[GOAL]: Can you repeat the material word for word, starting at the line that contains "line in this photo." and continuing through the end of the material? Leave the pictures out of your answer.

[Recorded data]
* START *

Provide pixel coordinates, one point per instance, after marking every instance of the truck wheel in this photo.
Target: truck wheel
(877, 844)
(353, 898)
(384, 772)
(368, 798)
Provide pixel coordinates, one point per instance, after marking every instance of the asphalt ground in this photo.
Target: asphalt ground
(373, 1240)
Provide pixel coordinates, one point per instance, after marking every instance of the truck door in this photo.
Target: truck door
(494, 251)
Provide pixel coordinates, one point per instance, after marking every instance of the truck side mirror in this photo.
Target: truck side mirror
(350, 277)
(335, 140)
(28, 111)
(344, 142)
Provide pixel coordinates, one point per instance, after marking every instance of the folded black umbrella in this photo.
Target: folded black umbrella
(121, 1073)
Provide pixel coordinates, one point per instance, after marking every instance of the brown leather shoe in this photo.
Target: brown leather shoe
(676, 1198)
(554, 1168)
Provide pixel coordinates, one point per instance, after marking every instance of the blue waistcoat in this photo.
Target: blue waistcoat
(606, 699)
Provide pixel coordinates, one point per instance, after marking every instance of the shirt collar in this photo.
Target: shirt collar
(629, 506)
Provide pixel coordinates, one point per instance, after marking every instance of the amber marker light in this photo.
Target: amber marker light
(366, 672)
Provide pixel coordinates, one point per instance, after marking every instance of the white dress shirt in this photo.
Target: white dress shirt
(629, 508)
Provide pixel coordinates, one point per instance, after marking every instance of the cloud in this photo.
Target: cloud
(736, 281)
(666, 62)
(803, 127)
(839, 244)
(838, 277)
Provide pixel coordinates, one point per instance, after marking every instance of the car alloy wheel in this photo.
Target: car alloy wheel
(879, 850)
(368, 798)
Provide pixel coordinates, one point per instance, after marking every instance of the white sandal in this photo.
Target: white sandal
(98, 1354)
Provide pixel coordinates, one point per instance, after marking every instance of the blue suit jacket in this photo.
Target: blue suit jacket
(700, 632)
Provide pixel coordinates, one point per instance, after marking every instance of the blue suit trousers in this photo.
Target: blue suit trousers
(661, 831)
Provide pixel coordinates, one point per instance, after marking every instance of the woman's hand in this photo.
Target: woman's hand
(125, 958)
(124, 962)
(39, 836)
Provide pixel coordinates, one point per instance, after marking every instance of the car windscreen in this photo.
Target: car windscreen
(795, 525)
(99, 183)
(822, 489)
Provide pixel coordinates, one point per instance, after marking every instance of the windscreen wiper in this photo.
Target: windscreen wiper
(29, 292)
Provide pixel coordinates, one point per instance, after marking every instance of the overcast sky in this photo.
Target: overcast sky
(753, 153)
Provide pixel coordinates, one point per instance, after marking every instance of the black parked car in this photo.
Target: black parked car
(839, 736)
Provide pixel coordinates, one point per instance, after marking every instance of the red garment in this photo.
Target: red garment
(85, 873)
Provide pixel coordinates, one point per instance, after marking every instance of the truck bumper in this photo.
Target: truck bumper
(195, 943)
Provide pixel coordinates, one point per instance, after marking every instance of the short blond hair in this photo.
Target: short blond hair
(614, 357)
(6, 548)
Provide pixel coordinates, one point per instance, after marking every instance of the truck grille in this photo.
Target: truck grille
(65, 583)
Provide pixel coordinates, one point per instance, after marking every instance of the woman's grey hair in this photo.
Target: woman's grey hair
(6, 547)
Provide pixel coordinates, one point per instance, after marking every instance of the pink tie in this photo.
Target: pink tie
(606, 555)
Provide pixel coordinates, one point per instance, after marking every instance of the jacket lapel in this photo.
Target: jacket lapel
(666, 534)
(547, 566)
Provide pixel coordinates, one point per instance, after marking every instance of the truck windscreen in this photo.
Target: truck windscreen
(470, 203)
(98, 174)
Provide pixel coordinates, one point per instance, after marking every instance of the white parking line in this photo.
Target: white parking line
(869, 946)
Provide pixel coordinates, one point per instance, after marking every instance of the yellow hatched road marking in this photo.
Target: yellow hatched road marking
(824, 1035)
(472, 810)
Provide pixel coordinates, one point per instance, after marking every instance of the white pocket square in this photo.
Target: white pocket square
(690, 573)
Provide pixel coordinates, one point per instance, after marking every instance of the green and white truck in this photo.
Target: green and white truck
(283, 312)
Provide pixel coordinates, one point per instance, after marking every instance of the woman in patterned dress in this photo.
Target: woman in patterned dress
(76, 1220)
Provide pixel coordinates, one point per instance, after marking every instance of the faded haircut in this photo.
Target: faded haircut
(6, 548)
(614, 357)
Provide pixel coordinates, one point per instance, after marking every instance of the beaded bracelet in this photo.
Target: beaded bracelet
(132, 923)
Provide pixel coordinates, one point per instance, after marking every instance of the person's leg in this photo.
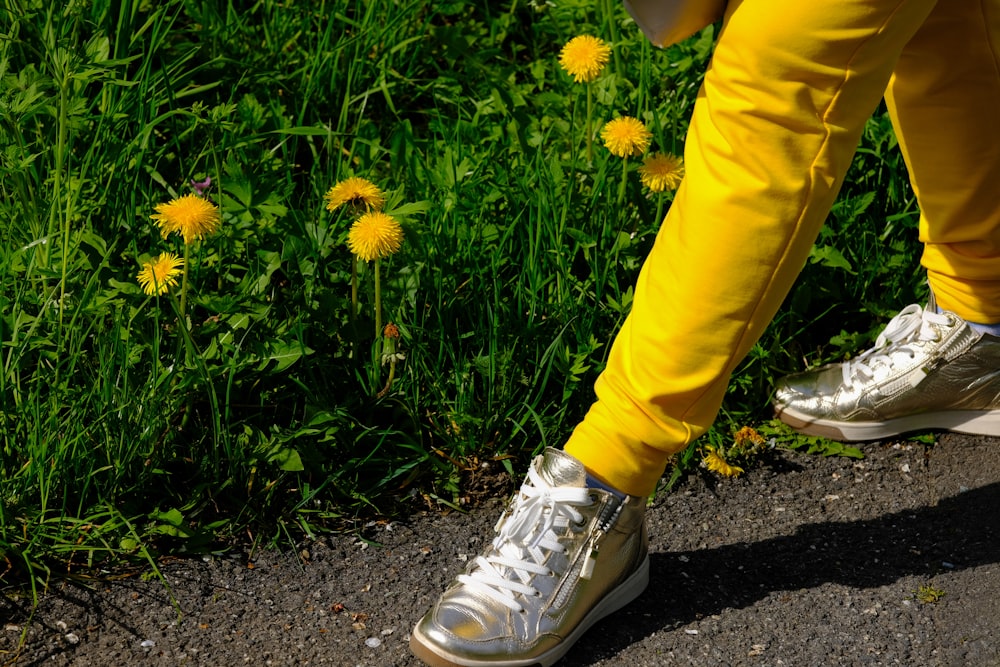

* END *

[RESPONSE FOR THIS EXERCISE]:
Provide pixel coordinates, one point per instance, after marking every instance of the white parking line in this photo.
Target: white parking line
(869, 946)
Provide pixel coordinates, one point per instance, after marking every instance of the yellow hatched road marking in this photo.
Target: yellow hatched road marking
(824, 1035)
(472, 810)
Provide pixel coordinates, one point per instance, after marking every instance of the white pocket square in this photo.
Target: white pocket square
(690, 573)
Provide pixel coordinates, one point per instance, after marking every instance of the green and white truck in this photo.
Target: green and white truck
(283, 312)
Provide pixel coordinates, one point per instance, after marking every instance of the woman in patterned dress in this photo.
Target: woman in patterned dress
(76, 1220)
Provide pixel coordinates, one point per instance, after marking every instance of the faded haircut in this photo.
Target: faded haircut
(6, 548)
(614, 357)
Provide pixel coordinates, one point per instance, after marking every instance of the beaded bracelet in this photo.
Target: beaded bracelet
(132, 923)
Provide pixel coordinates, one point per instance, after marking every instance of the person's leg in this photo.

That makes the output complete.